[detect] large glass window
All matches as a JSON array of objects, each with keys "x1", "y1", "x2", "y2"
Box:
# # # #
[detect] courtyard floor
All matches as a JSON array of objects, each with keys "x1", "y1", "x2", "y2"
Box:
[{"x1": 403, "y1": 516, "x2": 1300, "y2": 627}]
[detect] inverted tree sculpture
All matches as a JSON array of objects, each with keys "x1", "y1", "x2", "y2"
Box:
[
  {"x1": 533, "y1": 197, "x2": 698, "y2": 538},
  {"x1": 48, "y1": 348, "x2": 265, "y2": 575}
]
# # # #
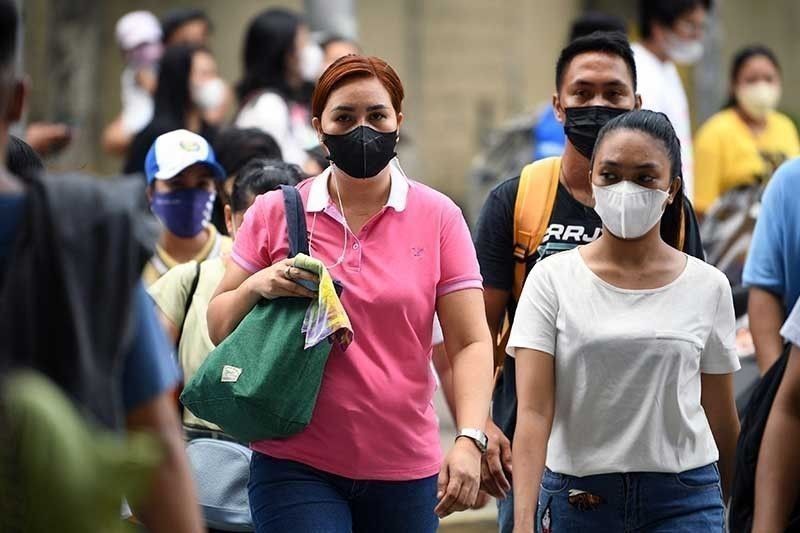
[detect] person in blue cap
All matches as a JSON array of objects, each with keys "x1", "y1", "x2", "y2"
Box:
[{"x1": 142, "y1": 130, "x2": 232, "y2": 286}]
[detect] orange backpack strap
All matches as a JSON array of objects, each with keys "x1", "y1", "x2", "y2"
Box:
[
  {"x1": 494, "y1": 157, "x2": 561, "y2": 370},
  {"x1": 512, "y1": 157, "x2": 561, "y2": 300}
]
# # # #
DESCRIPTION OF THE TASK
Which lines in the records above contain the string "detect", matching case exactly? Pull out each of those lines and copy it unchanged.

SOLUTION FOR THIS EXERCISE
[detect] large glass window
[detect] courtyard floor
[detect] inverted tree sculpture
[detect] person in blue cap
[detect] orange backpack strap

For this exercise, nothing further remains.